**Stored data entries**
□ □ □ □
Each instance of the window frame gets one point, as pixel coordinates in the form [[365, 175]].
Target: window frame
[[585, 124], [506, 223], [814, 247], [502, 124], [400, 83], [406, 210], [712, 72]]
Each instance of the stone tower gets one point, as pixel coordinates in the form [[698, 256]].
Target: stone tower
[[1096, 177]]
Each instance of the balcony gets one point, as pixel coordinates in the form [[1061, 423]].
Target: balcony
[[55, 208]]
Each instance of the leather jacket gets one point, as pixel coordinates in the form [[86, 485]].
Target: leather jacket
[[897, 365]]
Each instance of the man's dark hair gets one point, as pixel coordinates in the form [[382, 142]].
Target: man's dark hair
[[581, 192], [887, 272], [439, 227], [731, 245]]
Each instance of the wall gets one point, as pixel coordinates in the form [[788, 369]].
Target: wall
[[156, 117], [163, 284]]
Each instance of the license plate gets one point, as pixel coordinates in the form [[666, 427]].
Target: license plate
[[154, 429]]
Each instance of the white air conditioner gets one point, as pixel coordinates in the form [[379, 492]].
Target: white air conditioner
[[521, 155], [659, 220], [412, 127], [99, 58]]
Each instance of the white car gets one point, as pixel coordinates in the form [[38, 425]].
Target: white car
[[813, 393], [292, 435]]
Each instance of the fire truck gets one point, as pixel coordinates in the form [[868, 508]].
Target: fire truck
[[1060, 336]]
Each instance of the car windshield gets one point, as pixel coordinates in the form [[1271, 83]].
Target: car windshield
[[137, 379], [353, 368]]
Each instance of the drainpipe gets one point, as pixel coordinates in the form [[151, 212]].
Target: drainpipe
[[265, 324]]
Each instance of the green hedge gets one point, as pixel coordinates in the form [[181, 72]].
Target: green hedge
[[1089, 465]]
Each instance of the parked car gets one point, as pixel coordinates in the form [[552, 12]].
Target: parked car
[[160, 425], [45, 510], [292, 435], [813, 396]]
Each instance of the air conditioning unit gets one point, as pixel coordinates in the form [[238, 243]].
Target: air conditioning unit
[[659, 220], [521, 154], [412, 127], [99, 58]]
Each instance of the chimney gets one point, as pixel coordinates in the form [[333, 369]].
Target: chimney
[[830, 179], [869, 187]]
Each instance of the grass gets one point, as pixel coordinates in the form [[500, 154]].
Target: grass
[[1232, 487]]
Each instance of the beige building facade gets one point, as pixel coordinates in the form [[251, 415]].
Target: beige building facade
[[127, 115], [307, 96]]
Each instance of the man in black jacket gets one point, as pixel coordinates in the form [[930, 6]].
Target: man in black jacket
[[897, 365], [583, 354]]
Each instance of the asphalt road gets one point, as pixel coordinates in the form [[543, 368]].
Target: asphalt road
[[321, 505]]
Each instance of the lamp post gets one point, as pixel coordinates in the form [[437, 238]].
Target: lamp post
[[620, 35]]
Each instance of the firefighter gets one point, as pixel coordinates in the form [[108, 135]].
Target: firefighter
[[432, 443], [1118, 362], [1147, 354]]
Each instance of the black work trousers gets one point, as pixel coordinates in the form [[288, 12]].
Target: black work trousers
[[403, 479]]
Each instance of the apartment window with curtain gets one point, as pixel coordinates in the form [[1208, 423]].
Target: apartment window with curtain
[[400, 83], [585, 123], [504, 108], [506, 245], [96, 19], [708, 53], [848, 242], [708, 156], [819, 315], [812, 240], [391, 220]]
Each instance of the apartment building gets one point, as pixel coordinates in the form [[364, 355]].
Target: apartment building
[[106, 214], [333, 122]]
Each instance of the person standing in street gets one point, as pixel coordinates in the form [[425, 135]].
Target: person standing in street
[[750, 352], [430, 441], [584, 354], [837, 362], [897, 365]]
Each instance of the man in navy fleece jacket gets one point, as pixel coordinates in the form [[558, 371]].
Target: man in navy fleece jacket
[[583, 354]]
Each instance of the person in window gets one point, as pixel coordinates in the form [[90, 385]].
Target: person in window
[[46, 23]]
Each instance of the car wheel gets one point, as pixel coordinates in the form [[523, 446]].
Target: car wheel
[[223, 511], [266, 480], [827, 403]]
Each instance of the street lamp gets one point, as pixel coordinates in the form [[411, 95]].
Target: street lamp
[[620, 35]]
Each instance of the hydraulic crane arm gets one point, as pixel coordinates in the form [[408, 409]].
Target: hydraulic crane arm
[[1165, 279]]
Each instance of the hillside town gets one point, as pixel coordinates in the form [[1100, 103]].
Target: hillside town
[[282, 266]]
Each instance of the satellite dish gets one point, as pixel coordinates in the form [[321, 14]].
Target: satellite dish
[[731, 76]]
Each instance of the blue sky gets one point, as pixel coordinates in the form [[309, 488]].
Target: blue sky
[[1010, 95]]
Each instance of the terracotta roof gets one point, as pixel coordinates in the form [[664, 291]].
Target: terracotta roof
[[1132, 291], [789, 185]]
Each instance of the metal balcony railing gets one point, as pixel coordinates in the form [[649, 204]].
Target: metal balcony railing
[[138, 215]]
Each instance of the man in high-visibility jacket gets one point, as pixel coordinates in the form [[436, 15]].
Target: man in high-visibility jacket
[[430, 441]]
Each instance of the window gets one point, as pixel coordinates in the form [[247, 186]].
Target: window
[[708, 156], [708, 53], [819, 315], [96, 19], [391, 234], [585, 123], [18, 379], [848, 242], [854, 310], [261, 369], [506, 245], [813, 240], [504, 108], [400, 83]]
□ □ □ □
**AIM OF THE TASK**
Every line above should be written out again, unchanged.

**ANSWER BOX**
Each instance of the window frame gets one point, as pixel coordinates in the form [[365, 175]].
Target: window frame
[[585, 124], [506, 223], [814, 247], [502, 124], [400, 83], [406, 210], [712, 72]]
Each instance of the stone tower gets one point, as pixel coordinates in the form [[698, 256]].
Target: stone tower
[[1096, 177]]
Each instance of the balcony gets one point, as pixel coordinates in the form [[1061, 423]].
Target: balcony
[[55, 208]]
Each instance of the leather jacket gets one point, as pixel coordinates in the form [[86, 485]].
Target: leather jacket
[[897, 365]]
Each instance of the man's dark hair gets one point, as pixel coordinates in the form [[382, 142]].
Target: man's dark hair
[[581, 192], [887, 272], [439, 227], [731, 245]]
Each instance of the wall gets one point, as pixel coordinates in the form [[788, 369]].
Target: wall
[[156, 117], [163, 284]]
Each instance of the license plate gets one point, as pixel coordinates in the form [[666, 427]].
Target: license plate
[[154, 429]]
Each instance of the white air conditioner gets one point, as pixel coordinates in the form [[379, 492]].
Target: white air conditioner
[[521, 155], [659, 220], [412, 127], [99, 58]]
Each instance of the white car gets one point, as pixel coordinates in the form [[38, 425]].
Target: white car
[[813, 393], [292, 435]]
Each instance of the fire truck gets one point, as pixel coordinates in the form [[868, 508]].
Target: fire truck
[[1060, 336]]
Each instance of the car windshield gets one point, as pixel coordinates in the form [[1271, 83]].
Target: car windshield
[[137, 379], [353, 368]]
Each instance of the drainpipe gets one point, as pixel coordinates in the form [[151, 212]].
Target: drainpipe
[[265, 324]]
Each instance of the green hedge gets one point, as pixel coordinates in the form [[181, 72]].
Target: green hedge
[[1089, 465]]
Each instance of the parked car gets one point, as pixel coordinates in the form [[552, 12]].
Target: parked car
[[160, 425], [45, 510], [292, 435], [813, 396]]
Each instance of the air conditioning unit gets one point, as pixel coordinates in the form [[238, 243]].
Target: air conditioning unit
[[659, 220], [521, 154], [412, 127], [99, 58]]
Each instance of the chimney gets one point, as pixel coordinates in the form [[333, 369]].
Target: chimney
[[830, 179], [869, 187]]
Each instance of the grass gets one point, as pixel coordinates in the form [[500, 154]].
Target: grass
[[1232, 487]]
Each instance of the beige building facade gets one point, as pixel coordinates in the form [[251, 415]].
Target: beige building facade
[[127, 115], [307, 96]]
Each instance of the man in black jacket gets one point, as pixel coordinates in the form [[930, 6]].
Target: man in black jacket
[[897, 365], [583, 354]]
Each instance of the asphalt road gets one point, as pixel coordinates in the form [[543, 368]].
Target: asphalt road
[[321, 505]]
Each instance of the lamp post gets one point, as pixel coordinates in the form [[437, 238]].
Target: lamp post
[[620, 35]]
Each instance of the firefighter gets one point, as pixel coordinates in the form [[108, 135]].
Target: firefighter
[[432, 443], [1118, 362], [1147, 354]]
Each instance of the black work trousers gets one point, as pixel coordinates in the form [[288, 12]].
Target: black work trousers
[[403, 479]]
Each instance of the apartment window with curtain gets one point, as pixel coordinates in the form [[1208, 423]].
Target: apartment window with curtain
[[400, 83], [585, 123], [504, 108], [506, 245], [96, 19], [708, 53], [848, 242], [708, 156], [819, 315], [812, 240], [391, 220]]
Each instance of the apartment building gets one point, as pixel coordinates in the form [[364, 355]].
Target: apartment building
[[106, 214], [333, 122]]
Each instance of the person standing in street gets one point, as pixel coordinates in the form [[425, 135]].
Target: person standing in street
[[750, 352], [430, 441], [584, 354], [837, 362], [897, 365]]
Each instance of the man in navy fleece jacket gets one point, as pixel coordinates in the form [[558, 371]].
Target: man in navy fleece jacket
[[583, 354]]
Each instance of the person in window gets one point, as pixel coordinates in the form [[90, 385]].
Target: person in window
[[46, 23]]
Each instance of the car wheel gets one point, as pixel coordinates in the form [[523, 446]].
Target: car wheel
[[223, 511], [266, 480], [827, 403]]
Each instance of the street lamp gets one point, as pixel coordinates in the form [[411, 95]].
Target: street lamp
[[620, 35]]
Each instance of the hydraulic crane arm gets one point, as pixel coordinates in the form [[408, 409]].
Target: hydraulic crane arm
[[1165, 279]]
Each instance of the hillside town gets one point, as pixel coordinates in the form [[1100, 103]].
Target: hillside town
[[282, 266]]
Each instance of the satellite dish gets one point, as pixel coordinates in the form [[321, 14]].
Target: satellite dish
[[731, 76]]
Each instance of the blue sky gets one point, as pixel coordinates in the form [[309, 488]].
Target: blue sky
[[1010, 95]]
Each instance of the terracotta roof gets one point, as pixel coordinates in the form [[664, 291]].
Target: terracotta roof
[[1132, 291], [789, 185]]
Each instance of the metal balcony railing gets one point, as pixel coordinates in the form [[649, 204]].
Target: metal balcony railing
[[138, 215]]
Each instance of the man in high-visibility jacket gets one point, as pixel coordinates in the form [[436, 15]].
Target: man in high-visibility jacket
[[430, 441]]
Each instance of the window gets one point, as pixel coordinates in the form [[247, 186]].
Target: window
[[708, 156], [708, 53], [819, 315], [96, 19], [391, 234], [585, 123], [18, 379], [848, 242], [854, 310], [261, 369], [506, 245], [813, 240], [504, 108], [400, 83]]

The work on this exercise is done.